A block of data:
■ ■ ■ ■ ■

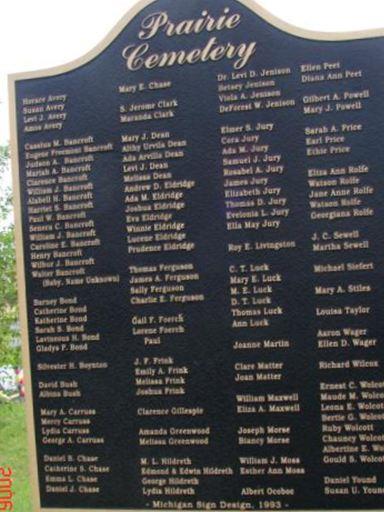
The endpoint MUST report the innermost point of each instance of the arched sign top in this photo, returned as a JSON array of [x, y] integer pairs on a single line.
[[250, 4], [199, 210]]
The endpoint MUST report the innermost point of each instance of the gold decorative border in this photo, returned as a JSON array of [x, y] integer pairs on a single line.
[[12, 79]]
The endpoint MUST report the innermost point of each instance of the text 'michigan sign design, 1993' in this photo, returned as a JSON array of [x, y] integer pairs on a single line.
[[200, 212]]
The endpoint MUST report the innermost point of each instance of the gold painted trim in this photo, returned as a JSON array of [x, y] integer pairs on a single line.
[[97, 50]]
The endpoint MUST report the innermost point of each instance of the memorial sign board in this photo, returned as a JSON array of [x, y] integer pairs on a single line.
[[199, 206]]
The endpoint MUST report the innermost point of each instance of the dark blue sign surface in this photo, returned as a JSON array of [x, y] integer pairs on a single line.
[[202, 212]]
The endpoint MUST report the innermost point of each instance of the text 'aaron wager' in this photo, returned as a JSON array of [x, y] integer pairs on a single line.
[[139, 56]]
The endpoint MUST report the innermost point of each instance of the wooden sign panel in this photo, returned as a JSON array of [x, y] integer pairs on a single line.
[[200, 247]]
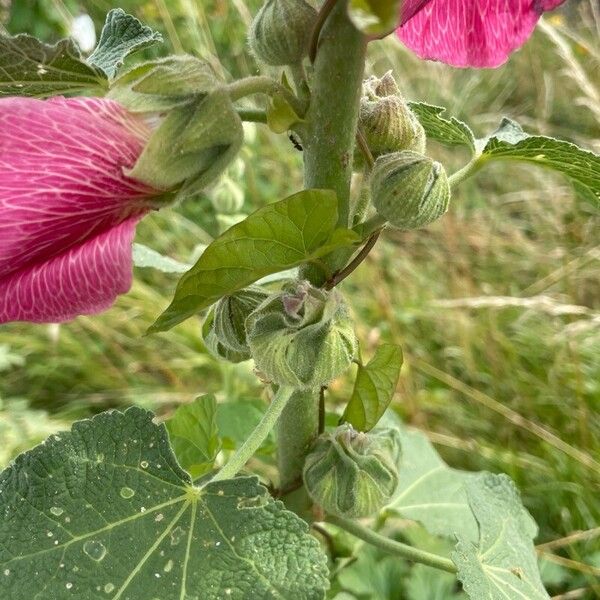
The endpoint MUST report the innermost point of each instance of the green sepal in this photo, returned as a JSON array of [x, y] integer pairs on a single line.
[[302, 337], [160, 85], [352, 474], [192, 146]]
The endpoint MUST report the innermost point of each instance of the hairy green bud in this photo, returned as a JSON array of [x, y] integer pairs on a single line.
[[409, 190], [302, 337], [353, 474], [386, 119], [224, 329], [281, 30]]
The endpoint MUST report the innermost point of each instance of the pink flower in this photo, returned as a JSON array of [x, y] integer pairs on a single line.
[[469, 33], [67, 210]]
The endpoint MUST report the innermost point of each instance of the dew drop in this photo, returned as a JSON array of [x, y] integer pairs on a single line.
[[95, 550], [127, 493], [176, 535]]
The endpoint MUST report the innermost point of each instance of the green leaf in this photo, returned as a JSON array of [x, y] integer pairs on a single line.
[[146, 257], [430, 491], [29, 67], [121, 35], [450, 132], [104, 511], [192, 146], [376, 18], [374, 388], [580, 166], [237, 419], [504, 564], [194, 435], [162, 84], [279, 236]]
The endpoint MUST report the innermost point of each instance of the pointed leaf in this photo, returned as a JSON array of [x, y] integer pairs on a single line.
[[194, 435], [285, 234], [29, 67], [450, 132], [376, 18], [374, 388], [504, 564], [104, 511], [121, 35], [146, 257], [510, 142], [430, 491]]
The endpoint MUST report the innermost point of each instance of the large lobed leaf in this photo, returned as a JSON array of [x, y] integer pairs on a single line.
[[374, 388], [503, 564], [105, 512], [279, 236], [29, 67]]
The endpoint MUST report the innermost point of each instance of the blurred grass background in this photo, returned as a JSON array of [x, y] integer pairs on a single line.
[[497, 306]]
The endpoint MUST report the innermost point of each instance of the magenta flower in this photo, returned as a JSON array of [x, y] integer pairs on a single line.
[[469, 33], [67, 210]]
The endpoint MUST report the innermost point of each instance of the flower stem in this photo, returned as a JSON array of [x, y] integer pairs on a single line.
[[243, 454], [393, 547]]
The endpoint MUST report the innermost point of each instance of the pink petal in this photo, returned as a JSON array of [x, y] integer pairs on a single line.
[[83, 280], [470, 33], [62, 187]]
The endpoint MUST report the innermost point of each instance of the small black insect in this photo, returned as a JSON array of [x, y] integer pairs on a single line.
[[295, 142]]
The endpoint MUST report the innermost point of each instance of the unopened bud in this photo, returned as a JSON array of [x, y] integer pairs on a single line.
[[409, 190], [281, 30], [353, 474]]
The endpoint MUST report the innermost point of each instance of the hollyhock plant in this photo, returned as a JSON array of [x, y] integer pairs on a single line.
[[69, 211], [470, 33]]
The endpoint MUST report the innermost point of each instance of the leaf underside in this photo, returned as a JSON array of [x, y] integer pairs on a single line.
[[104, 511]]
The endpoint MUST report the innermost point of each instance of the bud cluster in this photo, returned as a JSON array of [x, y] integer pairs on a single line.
[[353, 474], [281, 30], [302, 337]]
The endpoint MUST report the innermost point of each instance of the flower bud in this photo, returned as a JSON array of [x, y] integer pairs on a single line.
[[353, 474], [409, 190], [386, 120], [281, 30], [224, 331], [302, 337]]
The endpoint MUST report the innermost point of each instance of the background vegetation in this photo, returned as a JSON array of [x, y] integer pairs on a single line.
[[497, 306]]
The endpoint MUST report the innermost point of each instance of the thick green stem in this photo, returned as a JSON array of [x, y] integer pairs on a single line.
[[328, 138], [332, 116], [297, 429], [393, 547], [245, 452]]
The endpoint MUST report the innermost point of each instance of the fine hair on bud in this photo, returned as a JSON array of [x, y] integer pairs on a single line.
[[280, 32], [353, 474], [224, 330], [409, 190], [302, 337]]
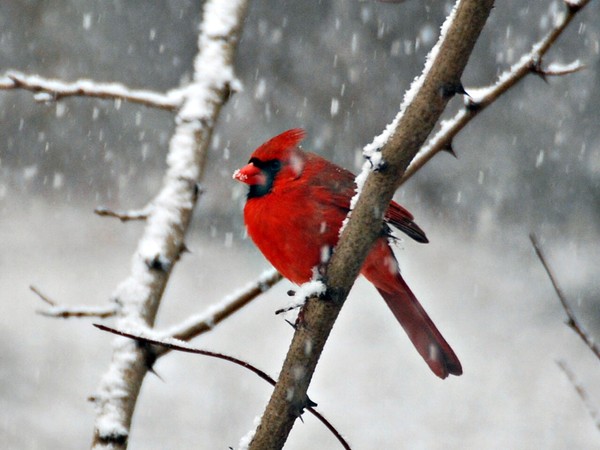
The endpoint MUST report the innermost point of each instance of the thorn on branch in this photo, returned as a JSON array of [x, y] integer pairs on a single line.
[[159, 262], [451, 89], [449, 149], [473, 105]]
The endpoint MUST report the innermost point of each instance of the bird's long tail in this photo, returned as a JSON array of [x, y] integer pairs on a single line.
[[426, 338]]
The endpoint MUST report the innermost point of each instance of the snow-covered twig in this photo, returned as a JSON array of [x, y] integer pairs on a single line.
[[572, 320], [47, 90], [581, 391], [479, 99], [125, 216], [201, 323], [163, 238], [66, 312], [178, 345]]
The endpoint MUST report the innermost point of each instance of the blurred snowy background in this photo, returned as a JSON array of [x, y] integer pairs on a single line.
[[339, 69]]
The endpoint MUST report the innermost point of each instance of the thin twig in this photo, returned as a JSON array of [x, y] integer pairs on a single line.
[[42, 296], [198, 324], [572, 320], [479, 99], [581, 391], [47, 90], [67, 312], [398, 144], [175, 344]]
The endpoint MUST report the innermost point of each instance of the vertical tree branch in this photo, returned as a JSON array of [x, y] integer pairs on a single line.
[[420, 111], [162, 241]]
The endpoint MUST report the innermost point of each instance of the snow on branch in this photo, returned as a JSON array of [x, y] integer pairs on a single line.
[[167, 344], [476, 100], [201, 323], [66, 312], [163, 238], [573, 323], [48, 90]]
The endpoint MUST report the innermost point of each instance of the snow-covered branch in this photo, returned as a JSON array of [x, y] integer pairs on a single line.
[[48, 90], [168, 344], [479, 99], [125, 216], [163, 238], [201, 323]]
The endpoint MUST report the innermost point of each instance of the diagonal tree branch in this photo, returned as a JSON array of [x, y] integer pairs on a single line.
[[581, 392], [421, 109], [46, 90], [480, 99], [572, 320], [178, 345], [163, 239], [198, 324]]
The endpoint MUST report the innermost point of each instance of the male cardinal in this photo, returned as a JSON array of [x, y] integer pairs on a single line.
[[295, 208]]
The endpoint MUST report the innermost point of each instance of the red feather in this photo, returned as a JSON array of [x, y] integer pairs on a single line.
[[295, 208]]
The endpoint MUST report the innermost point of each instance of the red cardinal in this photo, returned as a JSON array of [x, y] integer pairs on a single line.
[[295, 208]]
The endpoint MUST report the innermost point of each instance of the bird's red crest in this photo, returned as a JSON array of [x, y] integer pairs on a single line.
[[276, 147]]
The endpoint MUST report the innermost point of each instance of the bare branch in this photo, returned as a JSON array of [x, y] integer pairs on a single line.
[[162, 241], [201, 323], [479, 99], [42, 296], [422, 106], [47, 90], [581, 391], [124, 216], [572, 321], [66, 312], [168, 344]]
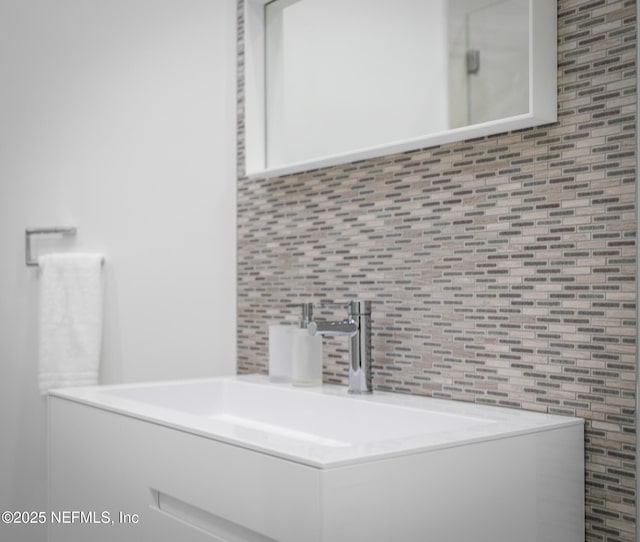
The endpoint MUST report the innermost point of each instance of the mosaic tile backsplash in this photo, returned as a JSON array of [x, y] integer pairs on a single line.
[[502, 270]]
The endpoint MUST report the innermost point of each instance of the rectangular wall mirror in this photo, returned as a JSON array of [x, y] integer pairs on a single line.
[[332, 81]]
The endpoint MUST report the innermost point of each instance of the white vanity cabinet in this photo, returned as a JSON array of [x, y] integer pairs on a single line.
[[101, 461], [127, 470]]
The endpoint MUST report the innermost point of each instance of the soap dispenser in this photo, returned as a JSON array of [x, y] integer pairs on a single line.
[[306, 352]]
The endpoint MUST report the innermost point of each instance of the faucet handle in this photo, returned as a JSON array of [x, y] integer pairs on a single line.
[[355, 306]]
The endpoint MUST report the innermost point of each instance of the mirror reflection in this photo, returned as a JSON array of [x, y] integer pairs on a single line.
[[346, 75]]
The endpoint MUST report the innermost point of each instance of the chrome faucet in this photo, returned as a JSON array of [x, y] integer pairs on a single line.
[[357, 326]]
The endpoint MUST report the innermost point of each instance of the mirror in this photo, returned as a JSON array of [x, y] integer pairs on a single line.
[[332, 81]]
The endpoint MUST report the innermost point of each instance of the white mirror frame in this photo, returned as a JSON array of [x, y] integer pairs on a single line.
[[542, 97]]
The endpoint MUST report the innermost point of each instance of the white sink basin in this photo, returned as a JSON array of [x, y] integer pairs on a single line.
[[323, 426]]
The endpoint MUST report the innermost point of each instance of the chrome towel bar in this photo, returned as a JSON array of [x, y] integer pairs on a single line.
[[29, 259]]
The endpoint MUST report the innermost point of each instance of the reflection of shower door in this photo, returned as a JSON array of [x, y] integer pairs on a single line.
[[498, 61]]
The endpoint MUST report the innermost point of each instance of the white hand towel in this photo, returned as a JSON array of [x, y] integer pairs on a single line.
[[70, 320]]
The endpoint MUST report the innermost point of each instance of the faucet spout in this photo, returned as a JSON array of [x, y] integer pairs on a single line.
[[357, 327], [345, 328]]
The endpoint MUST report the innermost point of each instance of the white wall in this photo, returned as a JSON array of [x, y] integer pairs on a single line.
[[117, 116]]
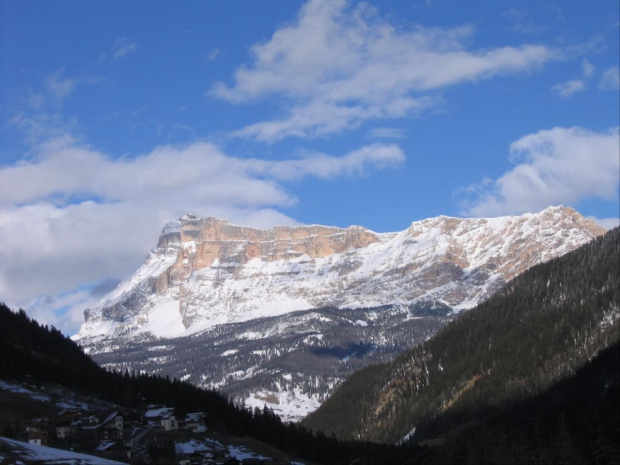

■ ■ ■ ■ ■

**WHAT THE TASK ASKS**
Revise the lines from the one containing "the flower stem" through the one containing "[[295, 142]]", changing "innermost" to "central" and leaving everything else as it is.

**COMPLETE RESPONSE**
The endpoint MUST report the central point of each instance of the flower stem in this photo, returned as a JSON array of [x, y] integer pairs on a single line.
[[243, 454], [393, 547]]
The endpoint MUST report the central point of each instance of the pink petal in this photo, returned as a JSON array of [x, y] integer pairs on a single line.
[[83, 280], [470, 33], [62, 187]]
The endpoint MUST report the central point of each instance of the small black insect in this photo, returned as a JSON array of [x, y] integer pairs on a single line.
[[295, 142]]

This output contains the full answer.